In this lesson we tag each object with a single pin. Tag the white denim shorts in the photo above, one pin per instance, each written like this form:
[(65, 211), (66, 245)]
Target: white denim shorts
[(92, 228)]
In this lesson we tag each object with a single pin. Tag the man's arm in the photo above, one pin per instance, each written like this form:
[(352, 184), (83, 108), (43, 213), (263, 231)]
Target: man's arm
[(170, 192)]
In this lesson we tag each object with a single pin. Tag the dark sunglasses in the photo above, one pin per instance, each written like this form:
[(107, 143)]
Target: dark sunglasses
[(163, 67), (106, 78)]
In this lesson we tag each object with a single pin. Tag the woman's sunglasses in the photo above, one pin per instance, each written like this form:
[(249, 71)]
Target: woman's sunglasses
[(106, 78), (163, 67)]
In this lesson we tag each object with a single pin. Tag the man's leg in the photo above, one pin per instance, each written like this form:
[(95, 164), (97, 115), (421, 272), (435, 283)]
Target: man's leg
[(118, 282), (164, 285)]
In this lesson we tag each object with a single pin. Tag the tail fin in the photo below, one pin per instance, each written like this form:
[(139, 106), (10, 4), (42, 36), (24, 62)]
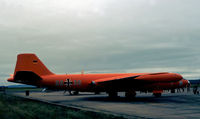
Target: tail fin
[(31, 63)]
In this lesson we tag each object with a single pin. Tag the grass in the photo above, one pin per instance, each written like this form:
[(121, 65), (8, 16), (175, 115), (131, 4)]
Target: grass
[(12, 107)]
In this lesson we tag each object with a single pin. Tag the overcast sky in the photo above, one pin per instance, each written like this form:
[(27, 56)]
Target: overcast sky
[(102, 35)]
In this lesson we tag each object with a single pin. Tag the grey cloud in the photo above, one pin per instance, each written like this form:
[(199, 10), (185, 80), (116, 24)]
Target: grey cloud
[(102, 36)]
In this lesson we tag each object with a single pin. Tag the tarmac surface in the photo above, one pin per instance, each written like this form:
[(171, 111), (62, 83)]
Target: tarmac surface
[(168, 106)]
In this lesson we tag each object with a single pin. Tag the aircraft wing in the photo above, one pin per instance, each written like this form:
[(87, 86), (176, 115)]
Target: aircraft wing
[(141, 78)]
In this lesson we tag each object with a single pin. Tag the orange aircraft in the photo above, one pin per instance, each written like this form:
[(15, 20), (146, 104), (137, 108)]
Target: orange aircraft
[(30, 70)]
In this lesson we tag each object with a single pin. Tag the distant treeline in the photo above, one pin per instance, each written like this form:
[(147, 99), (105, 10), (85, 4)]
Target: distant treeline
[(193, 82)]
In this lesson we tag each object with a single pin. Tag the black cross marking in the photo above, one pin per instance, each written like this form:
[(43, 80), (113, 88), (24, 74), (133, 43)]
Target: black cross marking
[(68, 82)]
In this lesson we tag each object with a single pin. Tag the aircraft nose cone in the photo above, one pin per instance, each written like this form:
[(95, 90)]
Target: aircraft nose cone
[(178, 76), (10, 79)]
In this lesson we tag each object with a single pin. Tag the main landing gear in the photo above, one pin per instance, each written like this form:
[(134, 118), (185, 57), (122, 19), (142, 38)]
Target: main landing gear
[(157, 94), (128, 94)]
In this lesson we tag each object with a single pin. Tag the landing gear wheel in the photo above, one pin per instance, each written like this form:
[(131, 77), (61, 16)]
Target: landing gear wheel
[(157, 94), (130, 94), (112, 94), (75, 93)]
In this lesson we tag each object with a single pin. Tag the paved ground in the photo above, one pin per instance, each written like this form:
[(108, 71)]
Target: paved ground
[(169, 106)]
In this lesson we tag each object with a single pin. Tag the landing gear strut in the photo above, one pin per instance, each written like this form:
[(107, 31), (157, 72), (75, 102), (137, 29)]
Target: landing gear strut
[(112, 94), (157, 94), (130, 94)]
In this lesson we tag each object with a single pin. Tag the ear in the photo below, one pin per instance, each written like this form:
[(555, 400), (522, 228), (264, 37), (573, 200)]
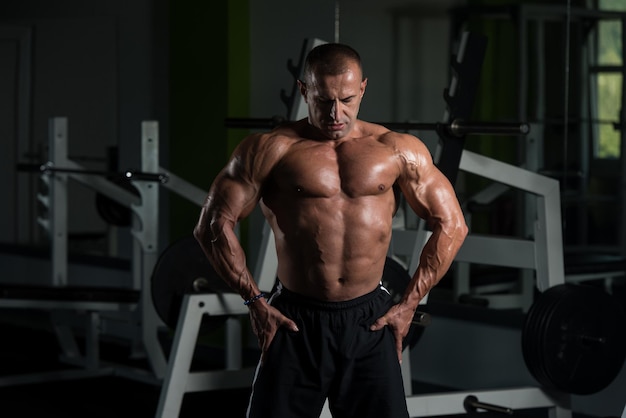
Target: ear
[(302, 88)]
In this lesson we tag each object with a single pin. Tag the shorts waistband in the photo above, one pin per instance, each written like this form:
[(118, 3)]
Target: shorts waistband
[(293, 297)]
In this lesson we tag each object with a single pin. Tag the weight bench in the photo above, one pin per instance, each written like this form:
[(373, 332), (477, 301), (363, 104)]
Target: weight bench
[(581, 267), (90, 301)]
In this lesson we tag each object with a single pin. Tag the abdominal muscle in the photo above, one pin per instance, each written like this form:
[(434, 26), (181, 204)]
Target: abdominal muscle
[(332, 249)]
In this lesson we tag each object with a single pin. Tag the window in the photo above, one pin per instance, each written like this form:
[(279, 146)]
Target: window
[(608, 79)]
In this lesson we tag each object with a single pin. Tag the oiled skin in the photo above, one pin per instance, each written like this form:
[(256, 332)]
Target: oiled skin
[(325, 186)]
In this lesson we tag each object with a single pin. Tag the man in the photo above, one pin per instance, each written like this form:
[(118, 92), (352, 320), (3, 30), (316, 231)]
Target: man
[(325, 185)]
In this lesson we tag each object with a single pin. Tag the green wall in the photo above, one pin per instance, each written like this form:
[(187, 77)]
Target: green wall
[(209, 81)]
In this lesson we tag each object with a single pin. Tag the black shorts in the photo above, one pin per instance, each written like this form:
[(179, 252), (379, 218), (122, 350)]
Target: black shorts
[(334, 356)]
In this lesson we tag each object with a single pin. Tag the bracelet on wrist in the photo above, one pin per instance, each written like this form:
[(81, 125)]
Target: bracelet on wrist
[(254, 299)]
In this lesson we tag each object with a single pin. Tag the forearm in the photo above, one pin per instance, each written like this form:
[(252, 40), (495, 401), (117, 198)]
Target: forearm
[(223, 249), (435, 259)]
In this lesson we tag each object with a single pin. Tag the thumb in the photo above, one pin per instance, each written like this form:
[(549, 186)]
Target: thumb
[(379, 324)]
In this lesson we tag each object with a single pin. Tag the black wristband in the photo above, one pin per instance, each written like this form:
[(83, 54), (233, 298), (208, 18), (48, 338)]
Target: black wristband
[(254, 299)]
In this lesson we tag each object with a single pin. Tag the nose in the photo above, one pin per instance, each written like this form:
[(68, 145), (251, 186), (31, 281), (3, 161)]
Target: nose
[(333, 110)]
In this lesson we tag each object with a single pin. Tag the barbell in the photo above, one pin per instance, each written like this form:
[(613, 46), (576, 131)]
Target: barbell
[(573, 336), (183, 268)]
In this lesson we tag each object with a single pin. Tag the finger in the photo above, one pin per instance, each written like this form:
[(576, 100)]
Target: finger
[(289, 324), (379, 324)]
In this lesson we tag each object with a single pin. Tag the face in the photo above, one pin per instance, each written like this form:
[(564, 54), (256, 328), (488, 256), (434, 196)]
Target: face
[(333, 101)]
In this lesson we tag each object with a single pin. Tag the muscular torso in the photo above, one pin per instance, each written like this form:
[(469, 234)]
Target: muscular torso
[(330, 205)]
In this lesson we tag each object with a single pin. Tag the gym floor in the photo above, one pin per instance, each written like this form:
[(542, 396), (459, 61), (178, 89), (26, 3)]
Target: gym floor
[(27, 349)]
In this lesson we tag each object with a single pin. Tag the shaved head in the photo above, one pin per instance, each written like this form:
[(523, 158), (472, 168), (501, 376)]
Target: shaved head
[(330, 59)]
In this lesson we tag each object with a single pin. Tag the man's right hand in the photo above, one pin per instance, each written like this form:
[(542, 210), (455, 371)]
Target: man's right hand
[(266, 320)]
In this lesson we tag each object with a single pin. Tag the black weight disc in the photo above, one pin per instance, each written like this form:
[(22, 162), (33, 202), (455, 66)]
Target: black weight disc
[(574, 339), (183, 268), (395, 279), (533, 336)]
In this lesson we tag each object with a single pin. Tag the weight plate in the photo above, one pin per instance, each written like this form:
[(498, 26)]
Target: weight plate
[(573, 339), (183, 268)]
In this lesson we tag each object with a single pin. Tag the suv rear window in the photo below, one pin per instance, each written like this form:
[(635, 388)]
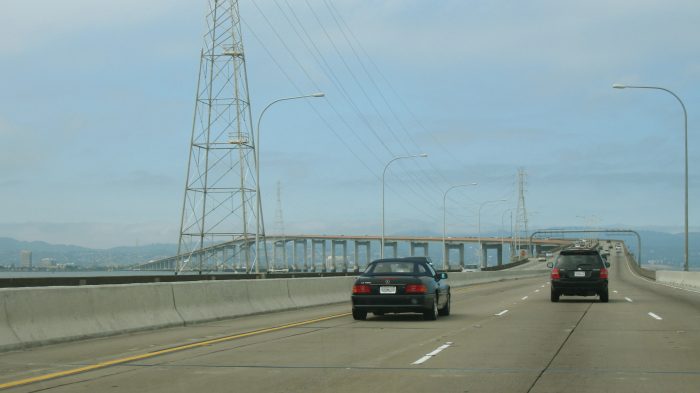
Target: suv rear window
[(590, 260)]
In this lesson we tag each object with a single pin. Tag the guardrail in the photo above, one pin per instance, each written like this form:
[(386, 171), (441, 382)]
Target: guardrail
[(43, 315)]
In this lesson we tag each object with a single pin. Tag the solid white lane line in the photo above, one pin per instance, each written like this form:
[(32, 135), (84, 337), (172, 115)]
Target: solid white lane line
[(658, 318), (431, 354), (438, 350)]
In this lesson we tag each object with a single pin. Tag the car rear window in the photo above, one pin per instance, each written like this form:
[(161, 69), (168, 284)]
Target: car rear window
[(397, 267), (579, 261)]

--------------------------------

## What you need to do
Copy each line of the data that includes the word "below".

## Answer to this exercise
In this lesson we tag each object with a single pin. Tag the tail fin in the photo below, one pin per instance, each written like this form:
In this lesson we tag each object with a single pin. Tag the ear in the photo below, one pin per instance, each written like this form:
In this lesson we tag each object with a single pin. Tag the suv rear window in the photo below, one pin per instance, each written like this form:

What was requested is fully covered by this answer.